§ TEXTO DE LECTURA:

Este tipo de planteamientos (otras dimensiones, rupturas del tiempo) suele tratarse en la ficción de género, tanto literaria como cinematográfica. La aproximación de Solvej Balle, no obstante, es más de tipo introspectivo, con una honda penetración psicológica –tanto la protagonista como el reducido elenco de secundarios (poco más que el marido y los amigos a los que visita en su viaje) son personajes sólidos, bien construidos en sus cuitas particulares– y un profundo revestimiento filosófico existencialista. Su método para llenar las páginas (¡y los tomos!) de una situación que no se mueve consiste en introducir variaciones minúsculas en la rutina de Tara, a veces ensayo y error en un intento de reestablecer el orden, a veces pura acción de supervivencia.

Algo así como encontrar el cambio en la repetición. Tara se refugia en un diario personal, que es el texto que nos llega, donde toma nota de sus vivencias y cavilaciones. No es baladí esta elección del papel, lo mismo que las ediciones antiguas con las que trabaja: el libro como objeto físico, permanente, frente a la volatilidad de la tecnología digital. El diario ha sido durante mucho tiempo un cobijo para las mujeres: les permitía escribir cuando se les prohibía publicar, podían desahogarse de aquello que no podían confiar a nadie. Tara es una mujer del siglo XXI, pero se enfrenta al desamparo de la soledad y la incomprensión, como ellas, como tantos marginados de la historia.

Es interesante subrayar asimismo el papel de la casa, el lugar que uno habita. El hogar propio suele ser sinónimo de seguridad, solo que aquí la protagonista ya no se siente a salvo, porque no puede compartir esta existencia a destiempo con su pareja. El mundo, los objetos, se mueven a ritmos distintos según quien los utilice. A medida que pasan (sin pasar) los días, Tara se ve buscando alternativas, como esa habitación de invitados que convierte en un almacén de provisiones, como quien se prepara para una catástrofe.

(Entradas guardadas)

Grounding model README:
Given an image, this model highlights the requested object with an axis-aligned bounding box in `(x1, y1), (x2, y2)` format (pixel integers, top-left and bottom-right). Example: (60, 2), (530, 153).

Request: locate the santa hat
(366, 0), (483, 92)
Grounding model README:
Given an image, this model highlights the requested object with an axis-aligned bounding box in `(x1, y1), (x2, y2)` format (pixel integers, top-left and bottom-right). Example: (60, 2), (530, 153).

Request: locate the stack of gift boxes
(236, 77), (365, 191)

§ ENUNCIADO DEL EJERCICIO:
Por favor, responde estas preguntas con lo que dice el texto de lectura:
1. ¿Quiénes forman el reducido elenco de secundarios?
2. ¿En qué se refugia Tara para tomar nota de sus vivencias y cavilaciones?
3. ¿En qué convierte Tara la habitación de invitados?

§ RESPUESTA:
1. Poco más que el marido y los amigos a los que visita en su viaje.
2. En un diario personal.
3. En un almacén de provisiones.